━━━━━ Records provided ━━━━━

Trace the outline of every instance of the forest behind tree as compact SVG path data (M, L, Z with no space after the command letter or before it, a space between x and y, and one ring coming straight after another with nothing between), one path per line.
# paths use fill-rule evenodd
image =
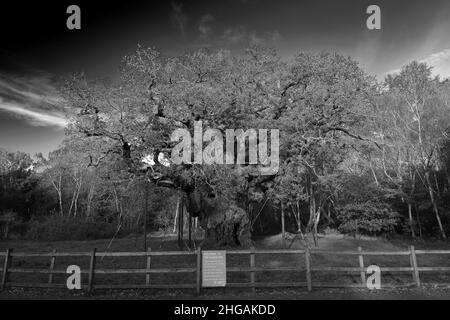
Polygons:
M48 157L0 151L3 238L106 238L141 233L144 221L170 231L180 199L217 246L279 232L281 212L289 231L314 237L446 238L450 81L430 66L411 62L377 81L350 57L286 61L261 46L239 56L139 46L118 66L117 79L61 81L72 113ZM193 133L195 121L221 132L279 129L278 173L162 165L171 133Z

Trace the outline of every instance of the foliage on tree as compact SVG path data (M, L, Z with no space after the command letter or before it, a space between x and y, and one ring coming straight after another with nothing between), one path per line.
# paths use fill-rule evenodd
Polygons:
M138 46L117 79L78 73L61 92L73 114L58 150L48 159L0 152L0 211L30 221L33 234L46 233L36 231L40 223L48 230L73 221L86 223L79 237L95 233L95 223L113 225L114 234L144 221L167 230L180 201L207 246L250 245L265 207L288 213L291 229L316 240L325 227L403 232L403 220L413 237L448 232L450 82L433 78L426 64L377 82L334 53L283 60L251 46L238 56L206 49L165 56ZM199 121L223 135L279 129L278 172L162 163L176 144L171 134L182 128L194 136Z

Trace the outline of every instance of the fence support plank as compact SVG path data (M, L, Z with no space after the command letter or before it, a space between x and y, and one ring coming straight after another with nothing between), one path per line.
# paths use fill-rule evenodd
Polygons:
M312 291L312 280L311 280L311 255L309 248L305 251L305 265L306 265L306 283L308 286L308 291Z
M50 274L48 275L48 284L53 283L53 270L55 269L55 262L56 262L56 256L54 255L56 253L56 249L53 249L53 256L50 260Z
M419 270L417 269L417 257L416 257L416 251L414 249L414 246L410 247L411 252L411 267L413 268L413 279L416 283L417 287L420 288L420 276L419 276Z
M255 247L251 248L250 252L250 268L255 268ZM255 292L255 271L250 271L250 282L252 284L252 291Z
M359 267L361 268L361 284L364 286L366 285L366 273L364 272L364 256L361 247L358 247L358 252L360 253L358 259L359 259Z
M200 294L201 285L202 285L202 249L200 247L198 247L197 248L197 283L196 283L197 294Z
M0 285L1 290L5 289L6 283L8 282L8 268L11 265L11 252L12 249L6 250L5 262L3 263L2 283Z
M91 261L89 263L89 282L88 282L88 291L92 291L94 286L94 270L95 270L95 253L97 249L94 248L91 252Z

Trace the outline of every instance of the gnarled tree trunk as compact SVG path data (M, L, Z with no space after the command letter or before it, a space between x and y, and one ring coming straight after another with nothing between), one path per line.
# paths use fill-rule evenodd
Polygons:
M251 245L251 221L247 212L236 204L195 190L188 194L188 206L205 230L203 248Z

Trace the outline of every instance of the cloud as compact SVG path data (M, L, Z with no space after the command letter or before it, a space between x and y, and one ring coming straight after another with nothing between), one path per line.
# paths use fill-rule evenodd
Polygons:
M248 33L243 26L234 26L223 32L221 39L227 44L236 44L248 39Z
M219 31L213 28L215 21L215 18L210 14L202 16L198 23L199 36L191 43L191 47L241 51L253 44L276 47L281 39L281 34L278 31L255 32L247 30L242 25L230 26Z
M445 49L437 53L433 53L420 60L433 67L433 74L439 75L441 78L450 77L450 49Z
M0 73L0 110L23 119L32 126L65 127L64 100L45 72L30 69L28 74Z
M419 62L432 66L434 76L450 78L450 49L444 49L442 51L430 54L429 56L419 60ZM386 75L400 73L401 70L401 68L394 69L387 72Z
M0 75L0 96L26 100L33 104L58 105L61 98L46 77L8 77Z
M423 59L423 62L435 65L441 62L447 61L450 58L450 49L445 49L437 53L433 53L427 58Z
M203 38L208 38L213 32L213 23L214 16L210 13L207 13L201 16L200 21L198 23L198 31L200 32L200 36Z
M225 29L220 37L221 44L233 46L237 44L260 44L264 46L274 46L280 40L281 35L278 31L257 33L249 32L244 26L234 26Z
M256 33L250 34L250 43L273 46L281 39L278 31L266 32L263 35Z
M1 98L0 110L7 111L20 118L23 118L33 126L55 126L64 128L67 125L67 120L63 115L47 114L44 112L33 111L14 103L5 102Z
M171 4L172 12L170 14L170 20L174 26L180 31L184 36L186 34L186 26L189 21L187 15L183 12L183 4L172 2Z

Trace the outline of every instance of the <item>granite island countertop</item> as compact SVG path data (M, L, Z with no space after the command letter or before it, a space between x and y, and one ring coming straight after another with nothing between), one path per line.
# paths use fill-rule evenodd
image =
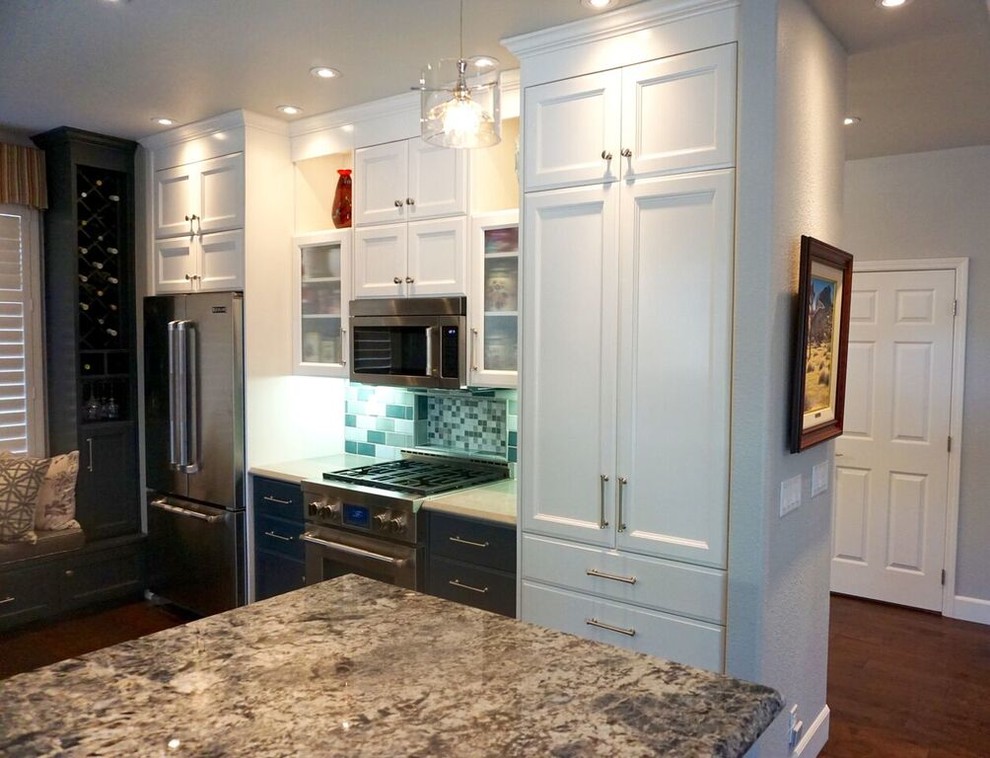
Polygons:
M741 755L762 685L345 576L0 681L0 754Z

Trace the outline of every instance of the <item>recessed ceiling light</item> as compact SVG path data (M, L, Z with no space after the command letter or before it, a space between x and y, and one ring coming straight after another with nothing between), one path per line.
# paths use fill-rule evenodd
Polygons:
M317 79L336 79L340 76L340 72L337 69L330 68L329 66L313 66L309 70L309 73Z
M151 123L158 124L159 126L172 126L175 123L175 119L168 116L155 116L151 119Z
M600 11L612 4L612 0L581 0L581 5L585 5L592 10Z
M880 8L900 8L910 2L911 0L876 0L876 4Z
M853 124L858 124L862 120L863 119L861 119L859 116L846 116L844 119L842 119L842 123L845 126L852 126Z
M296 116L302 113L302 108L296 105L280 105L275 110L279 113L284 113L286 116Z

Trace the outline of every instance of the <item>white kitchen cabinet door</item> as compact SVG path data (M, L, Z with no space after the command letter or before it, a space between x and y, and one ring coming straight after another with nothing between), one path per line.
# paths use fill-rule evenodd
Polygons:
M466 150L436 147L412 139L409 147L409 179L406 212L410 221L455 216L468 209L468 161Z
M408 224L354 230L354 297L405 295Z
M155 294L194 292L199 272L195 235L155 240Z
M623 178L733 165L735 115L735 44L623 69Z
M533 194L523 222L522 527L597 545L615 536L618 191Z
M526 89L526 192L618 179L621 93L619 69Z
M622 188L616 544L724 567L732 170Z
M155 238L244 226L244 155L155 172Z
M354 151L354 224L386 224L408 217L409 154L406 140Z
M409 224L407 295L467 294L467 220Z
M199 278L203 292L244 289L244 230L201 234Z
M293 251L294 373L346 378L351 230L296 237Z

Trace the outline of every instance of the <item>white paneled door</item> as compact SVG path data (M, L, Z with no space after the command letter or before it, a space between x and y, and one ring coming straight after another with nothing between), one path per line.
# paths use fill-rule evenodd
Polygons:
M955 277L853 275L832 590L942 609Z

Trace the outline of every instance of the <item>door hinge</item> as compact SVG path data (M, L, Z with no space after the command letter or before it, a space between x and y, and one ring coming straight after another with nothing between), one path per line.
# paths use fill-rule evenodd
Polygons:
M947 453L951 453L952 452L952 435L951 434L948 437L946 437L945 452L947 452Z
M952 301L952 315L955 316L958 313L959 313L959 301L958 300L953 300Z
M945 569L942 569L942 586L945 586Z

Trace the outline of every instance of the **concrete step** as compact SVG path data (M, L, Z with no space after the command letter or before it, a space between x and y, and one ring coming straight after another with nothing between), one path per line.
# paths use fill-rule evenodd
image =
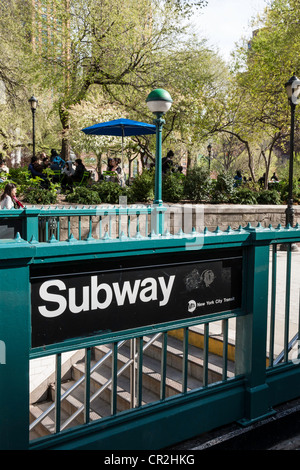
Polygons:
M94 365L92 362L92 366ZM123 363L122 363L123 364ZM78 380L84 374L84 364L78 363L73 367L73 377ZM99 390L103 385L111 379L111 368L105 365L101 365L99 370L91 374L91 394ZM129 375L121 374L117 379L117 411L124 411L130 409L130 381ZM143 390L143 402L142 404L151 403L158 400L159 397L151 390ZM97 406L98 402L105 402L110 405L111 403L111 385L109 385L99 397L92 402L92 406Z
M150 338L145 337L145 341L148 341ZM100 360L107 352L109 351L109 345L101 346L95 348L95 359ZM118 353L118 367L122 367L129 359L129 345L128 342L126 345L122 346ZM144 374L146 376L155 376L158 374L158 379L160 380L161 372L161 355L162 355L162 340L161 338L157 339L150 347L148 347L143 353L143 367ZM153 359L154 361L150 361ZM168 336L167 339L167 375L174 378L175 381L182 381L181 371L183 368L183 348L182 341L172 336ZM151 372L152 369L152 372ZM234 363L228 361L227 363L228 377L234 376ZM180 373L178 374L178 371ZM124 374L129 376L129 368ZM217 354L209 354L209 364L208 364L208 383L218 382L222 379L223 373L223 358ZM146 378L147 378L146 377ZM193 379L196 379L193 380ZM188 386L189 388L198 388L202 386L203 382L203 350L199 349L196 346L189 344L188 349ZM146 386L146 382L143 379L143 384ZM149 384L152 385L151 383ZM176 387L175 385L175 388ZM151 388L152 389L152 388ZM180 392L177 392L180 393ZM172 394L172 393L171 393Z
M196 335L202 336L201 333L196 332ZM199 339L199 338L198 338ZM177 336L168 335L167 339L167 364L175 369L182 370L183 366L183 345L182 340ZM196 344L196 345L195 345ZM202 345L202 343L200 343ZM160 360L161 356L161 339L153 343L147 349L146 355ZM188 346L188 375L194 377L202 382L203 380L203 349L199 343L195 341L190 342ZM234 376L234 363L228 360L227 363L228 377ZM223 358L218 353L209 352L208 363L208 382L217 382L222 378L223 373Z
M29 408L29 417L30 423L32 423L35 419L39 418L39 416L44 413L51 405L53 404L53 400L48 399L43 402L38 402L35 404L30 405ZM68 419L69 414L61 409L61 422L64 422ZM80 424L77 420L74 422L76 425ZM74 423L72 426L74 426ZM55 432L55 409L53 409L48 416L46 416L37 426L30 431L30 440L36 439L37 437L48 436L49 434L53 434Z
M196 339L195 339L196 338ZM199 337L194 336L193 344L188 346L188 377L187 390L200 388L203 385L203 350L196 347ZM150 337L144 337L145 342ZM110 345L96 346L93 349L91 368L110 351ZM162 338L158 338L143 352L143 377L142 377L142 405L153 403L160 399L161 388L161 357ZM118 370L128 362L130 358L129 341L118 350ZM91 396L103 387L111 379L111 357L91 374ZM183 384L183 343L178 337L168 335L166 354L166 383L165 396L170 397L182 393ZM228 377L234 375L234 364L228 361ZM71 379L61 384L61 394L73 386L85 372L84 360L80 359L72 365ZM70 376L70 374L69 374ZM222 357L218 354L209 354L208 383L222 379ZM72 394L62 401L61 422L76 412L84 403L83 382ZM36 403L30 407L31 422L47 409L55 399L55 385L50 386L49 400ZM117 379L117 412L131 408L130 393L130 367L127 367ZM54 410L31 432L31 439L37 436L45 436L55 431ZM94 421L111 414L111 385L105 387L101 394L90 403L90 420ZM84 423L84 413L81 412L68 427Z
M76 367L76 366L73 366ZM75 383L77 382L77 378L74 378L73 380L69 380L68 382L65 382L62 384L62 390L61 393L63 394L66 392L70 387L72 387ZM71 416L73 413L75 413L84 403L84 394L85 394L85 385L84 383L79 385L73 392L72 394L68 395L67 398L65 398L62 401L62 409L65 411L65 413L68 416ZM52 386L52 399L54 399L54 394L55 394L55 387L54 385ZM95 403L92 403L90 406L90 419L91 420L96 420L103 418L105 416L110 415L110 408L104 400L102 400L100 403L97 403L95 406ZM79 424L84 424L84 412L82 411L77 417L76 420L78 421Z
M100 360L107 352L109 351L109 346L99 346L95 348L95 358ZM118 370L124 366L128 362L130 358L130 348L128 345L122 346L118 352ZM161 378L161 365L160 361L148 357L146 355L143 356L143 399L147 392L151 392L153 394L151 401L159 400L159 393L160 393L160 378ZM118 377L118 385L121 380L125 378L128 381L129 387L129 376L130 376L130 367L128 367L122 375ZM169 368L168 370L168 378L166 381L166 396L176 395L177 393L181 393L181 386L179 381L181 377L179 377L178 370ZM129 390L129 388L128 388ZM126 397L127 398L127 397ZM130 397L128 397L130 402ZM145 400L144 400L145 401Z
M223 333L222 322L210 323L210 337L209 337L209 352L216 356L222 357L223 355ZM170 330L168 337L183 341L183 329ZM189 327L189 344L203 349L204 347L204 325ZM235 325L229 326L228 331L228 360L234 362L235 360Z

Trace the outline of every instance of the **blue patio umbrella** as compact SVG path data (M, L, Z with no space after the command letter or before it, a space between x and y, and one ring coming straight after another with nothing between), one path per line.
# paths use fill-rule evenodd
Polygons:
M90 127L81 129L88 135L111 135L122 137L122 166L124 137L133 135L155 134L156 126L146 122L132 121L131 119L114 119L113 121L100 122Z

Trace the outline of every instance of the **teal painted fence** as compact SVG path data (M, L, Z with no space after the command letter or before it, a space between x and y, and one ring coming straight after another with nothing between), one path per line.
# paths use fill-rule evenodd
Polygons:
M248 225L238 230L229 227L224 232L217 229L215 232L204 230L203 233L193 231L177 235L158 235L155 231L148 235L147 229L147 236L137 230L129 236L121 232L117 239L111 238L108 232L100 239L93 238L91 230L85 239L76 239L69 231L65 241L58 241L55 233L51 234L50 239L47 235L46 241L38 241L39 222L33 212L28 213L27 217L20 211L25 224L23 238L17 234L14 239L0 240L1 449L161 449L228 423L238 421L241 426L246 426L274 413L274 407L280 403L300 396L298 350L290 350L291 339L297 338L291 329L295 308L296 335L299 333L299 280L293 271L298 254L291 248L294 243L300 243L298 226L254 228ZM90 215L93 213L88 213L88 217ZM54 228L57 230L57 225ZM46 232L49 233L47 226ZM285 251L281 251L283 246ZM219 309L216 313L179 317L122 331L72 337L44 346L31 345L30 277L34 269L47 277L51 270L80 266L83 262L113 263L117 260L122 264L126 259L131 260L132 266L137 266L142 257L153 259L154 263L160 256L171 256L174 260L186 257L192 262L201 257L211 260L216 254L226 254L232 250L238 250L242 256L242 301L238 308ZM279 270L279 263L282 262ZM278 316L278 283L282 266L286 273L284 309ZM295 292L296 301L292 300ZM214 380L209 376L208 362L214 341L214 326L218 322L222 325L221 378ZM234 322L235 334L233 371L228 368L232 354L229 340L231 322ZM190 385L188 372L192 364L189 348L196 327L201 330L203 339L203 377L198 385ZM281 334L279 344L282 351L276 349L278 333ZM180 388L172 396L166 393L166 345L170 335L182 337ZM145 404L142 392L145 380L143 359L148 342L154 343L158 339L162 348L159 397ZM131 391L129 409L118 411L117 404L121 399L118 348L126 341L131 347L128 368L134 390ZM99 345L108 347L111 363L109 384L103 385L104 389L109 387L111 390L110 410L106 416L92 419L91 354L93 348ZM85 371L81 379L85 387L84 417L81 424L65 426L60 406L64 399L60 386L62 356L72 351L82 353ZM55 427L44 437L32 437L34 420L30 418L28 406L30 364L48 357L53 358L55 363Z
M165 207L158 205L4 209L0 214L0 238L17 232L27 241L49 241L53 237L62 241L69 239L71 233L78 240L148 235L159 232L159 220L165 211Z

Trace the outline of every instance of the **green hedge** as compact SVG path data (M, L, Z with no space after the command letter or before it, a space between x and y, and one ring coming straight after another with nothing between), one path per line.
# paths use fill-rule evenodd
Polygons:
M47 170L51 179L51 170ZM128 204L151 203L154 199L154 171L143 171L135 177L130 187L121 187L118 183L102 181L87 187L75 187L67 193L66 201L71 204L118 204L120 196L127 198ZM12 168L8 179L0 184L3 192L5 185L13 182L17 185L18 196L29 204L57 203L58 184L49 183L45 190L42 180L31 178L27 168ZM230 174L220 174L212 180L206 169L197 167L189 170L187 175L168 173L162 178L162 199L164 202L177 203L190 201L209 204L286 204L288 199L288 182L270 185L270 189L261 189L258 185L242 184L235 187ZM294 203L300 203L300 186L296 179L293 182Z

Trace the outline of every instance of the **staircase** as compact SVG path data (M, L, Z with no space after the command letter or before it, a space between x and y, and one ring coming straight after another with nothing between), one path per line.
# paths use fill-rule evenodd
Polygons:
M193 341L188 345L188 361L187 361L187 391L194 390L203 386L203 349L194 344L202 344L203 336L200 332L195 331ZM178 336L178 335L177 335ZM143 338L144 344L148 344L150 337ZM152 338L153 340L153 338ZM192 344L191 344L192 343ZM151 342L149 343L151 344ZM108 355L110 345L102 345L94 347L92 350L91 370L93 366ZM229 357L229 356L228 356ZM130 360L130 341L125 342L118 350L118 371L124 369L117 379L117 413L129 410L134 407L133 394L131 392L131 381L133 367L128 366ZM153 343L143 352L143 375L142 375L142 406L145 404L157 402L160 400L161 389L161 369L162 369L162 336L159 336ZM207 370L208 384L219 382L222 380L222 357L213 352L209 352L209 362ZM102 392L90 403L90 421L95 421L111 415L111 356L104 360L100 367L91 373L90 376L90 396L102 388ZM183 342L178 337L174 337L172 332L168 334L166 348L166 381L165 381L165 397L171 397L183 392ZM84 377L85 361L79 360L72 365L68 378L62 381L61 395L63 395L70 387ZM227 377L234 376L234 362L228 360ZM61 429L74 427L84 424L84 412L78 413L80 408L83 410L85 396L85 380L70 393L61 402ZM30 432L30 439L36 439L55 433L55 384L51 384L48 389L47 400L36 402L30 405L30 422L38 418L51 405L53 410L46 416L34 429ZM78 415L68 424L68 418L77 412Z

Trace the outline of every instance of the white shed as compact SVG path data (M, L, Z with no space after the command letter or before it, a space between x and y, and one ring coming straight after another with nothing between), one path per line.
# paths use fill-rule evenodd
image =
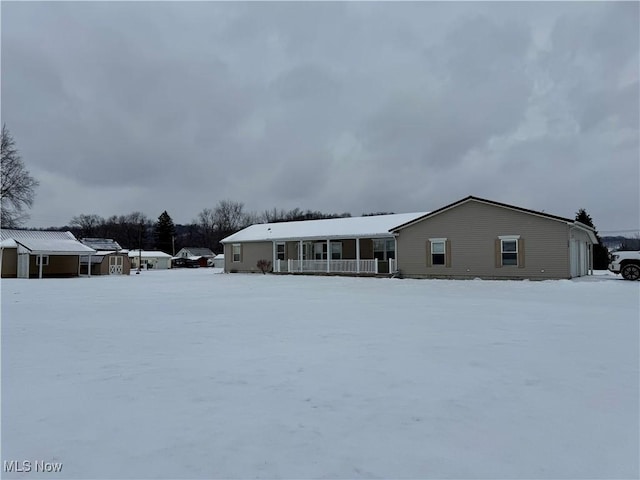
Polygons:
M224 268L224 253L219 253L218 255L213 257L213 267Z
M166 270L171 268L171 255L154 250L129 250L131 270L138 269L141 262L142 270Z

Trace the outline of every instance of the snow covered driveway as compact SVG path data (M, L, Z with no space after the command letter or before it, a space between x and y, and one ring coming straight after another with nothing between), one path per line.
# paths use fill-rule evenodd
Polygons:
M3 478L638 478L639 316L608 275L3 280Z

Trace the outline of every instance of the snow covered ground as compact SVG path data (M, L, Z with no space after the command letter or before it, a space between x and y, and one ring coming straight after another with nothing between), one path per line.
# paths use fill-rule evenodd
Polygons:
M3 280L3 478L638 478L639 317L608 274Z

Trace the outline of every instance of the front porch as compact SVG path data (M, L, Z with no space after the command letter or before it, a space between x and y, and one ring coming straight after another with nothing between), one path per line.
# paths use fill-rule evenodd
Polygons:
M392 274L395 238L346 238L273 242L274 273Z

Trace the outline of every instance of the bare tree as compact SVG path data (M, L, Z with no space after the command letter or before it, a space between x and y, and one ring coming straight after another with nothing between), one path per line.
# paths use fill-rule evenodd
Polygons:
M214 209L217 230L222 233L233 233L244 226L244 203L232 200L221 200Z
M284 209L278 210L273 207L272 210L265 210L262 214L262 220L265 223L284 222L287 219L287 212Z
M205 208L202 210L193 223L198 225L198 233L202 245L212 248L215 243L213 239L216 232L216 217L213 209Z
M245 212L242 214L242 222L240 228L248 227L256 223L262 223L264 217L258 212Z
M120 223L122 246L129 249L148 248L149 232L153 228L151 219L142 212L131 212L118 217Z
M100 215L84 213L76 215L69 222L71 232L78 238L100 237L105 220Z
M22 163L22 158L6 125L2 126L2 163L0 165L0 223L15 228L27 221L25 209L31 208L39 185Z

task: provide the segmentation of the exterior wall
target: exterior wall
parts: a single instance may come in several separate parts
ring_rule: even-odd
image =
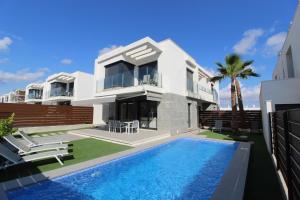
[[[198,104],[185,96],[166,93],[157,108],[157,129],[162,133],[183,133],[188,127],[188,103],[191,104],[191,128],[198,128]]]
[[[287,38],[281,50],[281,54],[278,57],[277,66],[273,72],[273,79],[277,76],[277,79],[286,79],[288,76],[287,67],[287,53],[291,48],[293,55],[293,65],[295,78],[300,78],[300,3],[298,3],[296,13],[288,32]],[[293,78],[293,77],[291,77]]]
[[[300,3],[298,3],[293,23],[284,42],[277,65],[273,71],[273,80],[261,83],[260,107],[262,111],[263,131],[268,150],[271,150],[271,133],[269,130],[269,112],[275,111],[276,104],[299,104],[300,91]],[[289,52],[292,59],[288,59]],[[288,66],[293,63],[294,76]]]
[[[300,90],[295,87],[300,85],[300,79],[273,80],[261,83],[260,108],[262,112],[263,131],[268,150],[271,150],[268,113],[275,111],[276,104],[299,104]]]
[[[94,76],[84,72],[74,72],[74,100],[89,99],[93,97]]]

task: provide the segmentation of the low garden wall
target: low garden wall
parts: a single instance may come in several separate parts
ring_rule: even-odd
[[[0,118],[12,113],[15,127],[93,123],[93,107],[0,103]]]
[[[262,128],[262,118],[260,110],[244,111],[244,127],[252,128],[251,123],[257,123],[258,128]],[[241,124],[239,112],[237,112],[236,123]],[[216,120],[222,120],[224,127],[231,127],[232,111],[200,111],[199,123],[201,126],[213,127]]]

━━━━━

◆ **Instructions to follow**
What lines of the material contain "white"? Show them.

◆ **Response area**
Trace the outline of every instance of the <item>white kitchen cabinet door</item> as compact SVG path data (M, L, Z with no space after the command letter or before it, a space between x and y, and one ring coming straight after another with nothing between), one path per line.
Trace the outline of every instance of the <item>white paneled door</item> as compact SVG path data (M, L, Z with no space after the command letter or before it, a space between x and y, and one ring coming straight after another with nothing between), one path per line.
Trace the outline of every instance of the white shed as compact SVG path data (M, L, Z with no space after the command letter or before it, a space between x and y, and one ring coming straight after another with nothing between), one path per line.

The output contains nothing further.